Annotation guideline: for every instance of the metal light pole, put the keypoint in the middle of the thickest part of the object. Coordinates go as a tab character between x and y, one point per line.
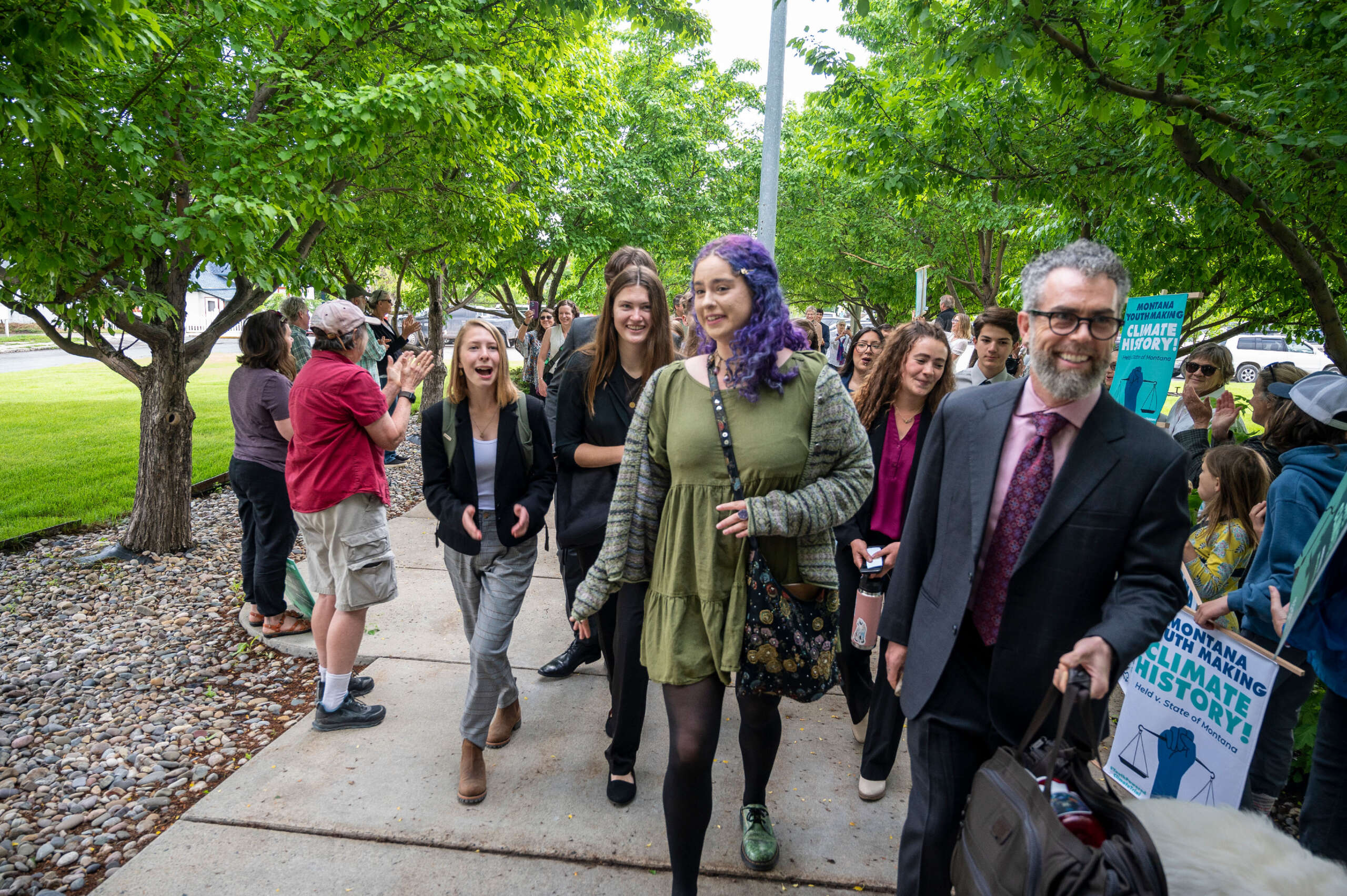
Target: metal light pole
772	128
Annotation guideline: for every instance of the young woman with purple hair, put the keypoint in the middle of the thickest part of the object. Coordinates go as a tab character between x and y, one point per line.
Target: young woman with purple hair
805	467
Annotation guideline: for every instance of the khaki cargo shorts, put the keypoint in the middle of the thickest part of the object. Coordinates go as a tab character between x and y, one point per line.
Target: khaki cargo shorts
349	551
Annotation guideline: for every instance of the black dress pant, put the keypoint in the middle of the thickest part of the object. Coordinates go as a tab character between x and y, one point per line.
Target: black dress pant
1323	818
270	531
949	740
853	663
884	731
576	562
620	623
1271	764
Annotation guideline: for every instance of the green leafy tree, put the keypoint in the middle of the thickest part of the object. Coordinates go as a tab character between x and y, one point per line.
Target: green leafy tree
253	130
666	170
1245	97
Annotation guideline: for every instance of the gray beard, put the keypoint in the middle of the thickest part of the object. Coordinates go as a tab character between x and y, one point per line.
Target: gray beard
1067	386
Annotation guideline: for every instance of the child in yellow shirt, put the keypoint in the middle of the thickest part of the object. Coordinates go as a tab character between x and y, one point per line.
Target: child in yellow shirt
1234	479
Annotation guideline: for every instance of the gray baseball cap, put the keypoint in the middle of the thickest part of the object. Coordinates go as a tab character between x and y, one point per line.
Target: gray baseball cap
1321	395
338	317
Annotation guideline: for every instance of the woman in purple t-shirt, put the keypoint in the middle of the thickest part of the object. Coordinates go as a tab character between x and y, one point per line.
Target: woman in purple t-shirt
259	403
896	405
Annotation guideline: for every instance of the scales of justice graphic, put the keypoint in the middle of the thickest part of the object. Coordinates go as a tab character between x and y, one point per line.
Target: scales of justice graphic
1175	755
1139	394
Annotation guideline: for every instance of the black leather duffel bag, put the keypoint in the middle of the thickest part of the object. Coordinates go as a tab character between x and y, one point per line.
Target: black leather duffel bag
1013	844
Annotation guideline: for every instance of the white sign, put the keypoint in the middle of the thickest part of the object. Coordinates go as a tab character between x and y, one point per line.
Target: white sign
1192	708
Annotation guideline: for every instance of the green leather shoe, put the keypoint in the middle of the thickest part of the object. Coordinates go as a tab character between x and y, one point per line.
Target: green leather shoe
759	849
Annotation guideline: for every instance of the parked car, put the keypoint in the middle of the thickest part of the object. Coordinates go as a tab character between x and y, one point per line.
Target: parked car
1256	351
455	321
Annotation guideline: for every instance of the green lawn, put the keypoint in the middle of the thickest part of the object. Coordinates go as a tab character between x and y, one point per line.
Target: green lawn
1242	392
71	442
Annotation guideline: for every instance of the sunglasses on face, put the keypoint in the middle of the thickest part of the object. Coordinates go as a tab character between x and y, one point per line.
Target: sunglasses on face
1064	324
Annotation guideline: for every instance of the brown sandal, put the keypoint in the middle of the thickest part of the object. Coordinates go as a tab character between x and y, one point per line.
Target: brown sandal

■ ■ ■ ■ ■

Give back exactly the lines from the one containing "Annotation guideline: for every instance of the sunglasses" to the end of the material, both ends included.

Annotation guideline: for every instance of the sunglasses on face, put the keypoint in the middle of the thickest part of the object. Coordinates go as a tab character between x and y, one point per line.
Target: sunglasses on face
1064	324
Annotation guideline: for every instance of the brown sandal, put the keypoint in the middle of the thickest part of the object. Coordinates go as a tab character between x and y, one point per line.
Target: brown sandal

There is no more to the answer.